[PROBLEM DESCRIPTION] Return each line in the data below that contains the string "green".
BEGIN DATA FOR THIS TASK
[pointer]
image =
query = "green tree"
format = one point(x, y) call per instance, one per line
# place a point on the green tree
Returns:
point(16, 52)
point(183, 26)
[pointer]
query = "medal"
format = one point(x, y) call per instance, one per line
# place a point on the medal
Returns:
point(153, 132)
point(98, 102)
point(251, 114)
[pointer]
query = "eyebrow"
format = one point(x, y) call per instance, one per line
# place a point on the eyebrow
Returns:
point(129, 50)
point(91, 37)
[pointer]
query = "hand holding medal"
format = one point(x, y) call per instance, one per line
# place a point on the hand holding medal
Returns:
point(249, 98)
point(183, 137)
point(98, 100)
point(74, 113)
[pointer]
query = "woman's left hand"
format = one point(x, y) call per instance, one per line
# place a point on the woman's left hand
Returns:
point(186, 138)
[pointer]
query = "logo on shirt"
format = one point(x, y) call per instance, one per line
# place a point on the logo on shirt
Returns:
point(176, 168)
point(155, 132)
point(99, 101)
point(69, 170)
END DATA FOR THIS TASK
BEGIN DATA FOR THIS TASK
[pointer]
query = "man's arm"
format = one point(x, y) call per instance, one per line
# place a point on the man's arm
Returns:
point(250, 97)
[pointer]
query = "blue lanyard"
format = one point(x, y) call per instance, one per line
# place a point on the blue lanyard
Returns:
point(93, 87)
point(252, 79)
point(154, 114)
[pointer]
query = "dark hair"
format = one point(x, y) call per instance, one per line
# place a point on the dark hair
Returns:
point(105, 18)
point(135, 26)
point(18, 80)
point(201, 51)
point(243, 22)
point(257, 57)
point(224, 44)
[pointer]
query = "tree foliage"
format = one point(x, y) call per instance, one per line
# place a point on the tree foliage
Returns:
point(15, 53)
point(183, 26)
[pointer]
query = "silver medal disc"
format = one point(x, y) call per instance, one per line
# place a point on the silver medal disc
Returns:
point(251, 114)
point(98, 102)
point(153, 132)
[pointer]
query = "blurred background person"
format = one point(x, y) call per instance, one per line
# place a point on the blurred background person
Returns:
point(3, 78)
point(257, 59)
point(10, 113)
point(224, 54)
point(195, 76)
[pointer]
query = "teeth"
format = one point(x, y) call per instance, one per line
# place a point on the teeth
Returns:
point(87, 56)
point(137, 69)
END DATA FOR THIS TASK
[REPLY TO THE EXERCISE]
query = "green tree"
# place a point on the green tree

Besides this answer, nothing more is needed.